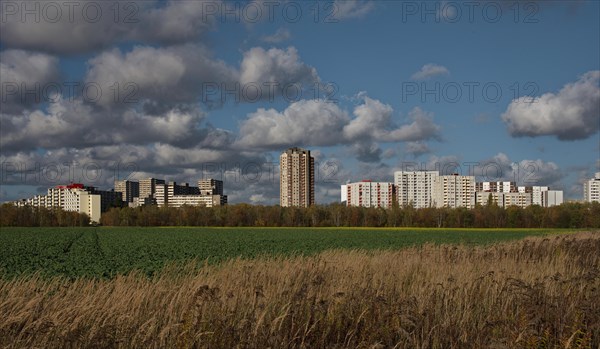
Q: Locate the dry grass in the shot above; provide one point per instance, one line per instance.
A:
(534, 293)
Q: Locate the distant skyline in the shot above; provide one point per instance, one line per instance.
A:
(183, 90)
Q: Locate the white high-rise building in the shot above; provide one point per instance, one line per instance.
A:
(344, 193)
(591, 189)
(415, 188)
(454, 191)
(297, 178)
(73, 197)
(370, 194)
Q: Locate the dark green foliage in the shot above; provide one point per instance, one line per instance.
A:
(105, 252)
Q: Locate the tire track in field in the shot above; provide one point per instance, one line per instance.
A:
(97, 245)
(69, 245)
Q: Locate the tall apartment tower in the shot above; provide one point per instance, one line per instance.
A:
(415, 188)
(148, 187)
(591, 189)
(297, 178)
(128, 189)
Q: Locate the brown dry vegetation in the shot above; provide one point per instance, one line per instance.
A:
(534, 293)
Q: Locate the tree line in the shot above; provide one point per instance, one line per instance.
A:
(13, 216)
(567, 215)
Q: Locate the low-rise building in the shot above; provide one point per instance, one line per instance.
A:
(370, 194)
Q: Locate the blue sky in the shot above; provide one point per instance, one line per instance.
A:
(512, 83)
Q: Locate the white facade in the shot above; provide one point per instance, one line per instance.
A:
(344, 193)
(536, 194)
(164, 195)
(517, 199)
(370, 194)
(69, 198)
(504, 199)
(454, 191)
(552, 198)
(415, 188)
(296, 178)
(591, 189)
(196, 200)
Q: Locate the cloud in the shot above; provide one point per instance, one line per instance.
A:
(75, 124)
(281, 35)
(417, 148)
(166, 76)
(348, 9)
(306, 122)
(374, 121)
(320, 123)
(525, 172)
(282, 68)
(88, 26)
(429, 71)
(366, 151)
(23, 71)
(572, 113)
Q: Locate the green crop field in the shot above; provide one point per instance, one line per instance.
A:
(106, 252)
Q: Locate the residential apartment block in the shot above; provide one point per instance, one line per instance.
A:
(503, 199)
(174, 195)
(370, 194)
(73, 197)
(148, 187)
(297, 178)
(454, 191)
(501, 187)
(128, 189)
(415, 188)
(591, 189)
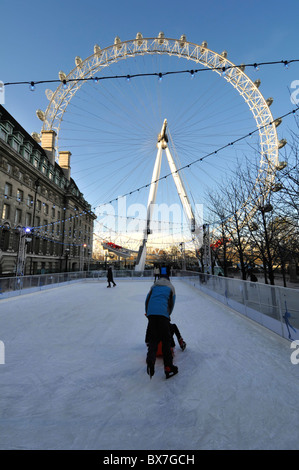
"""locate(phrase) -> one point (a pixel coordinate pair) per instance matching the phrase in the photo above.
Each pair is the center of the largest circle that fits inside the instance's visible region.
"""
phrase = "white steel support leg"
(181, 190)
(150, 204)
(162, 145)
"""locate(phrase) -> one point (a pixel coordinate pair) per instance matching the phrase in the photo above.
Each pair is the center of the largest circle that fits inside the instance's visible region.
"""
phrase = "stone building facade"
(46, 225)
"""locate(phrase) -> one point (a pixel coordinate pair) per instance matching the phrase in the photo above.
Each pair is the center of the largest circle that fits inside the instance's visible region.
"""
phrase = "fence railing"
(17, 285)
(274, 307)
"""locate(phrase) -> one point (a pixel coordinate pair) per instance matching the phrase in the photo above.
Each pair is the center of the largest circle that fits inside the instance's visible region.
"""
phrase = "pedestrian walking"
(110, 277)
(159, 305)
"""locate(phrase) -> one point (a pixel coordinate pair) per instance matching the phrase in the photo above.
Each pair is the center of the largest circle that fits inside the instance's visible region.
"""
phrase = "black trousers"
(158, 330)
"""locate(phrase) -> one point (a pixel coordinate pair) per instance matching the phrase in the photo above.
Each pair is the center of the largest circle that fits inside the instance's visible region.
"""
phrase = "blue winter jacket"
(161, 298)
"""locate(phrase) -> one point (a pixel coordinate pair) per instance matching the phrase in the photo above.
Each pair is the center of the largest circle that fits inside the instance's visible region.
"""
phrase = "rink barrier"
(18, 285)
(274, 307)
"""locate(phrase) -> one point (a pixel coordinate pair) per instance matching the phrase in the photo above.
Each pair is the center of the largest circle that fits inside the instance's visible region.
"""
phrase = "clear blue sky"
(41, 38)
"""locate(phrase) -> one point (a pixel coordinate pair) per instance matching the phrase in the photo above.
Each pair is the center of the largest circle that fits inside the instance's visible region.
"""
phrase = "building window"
* * * *
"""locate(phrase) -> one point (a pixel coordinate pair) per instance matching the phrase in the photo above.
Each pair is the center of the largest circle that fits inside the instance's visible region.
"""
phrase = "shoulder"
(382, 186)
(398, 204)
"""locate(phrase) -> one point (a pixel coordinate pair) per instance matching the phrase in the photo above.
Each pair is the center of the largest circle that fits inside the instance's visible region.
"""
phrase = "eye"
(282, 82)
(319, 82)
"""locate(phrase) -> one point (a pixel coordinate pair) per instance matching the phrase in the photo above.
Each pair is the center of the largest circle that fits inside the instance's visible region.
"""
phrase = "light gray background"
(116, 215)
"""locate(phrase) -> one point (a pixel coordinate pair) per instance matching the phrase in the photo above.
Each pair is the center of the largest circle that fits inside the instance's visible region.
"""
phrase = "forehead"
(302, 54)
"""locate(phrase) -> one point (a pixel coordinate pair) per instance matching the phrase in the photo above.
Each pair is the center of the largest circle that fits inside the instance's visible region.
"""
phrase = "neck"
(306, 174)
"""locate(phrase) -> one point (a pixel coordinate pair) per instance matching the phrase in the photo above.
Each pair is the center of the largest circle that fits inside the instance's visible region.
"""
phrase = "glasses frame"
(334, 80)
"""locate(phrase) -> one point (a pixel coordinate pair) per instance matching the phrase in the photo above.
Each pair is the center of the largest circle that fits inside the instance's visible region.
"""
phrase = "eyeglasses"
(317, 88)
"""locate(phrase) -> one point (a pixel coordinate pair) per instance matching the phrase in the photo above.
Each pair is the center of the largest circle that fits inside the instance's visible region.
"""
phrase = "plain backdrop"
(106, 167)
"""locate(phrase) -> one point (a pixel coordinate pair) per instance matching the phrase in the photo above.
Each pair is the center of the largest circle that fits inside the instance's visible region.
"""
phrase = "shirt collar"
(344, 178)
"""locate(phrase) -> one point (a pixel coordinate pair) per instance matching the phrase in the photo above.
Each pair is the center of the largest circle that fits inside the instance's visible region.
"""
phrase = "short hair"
* * * *
Wherever the word "field" turns up in a line of the entries above, copy that line.

[Response area]:
Q: Locate the tire track in field in the shot above; provide one point per instance, one line per instance.
Q: Locate the green crop field in the shot above; provide one point per instance, one line per instance.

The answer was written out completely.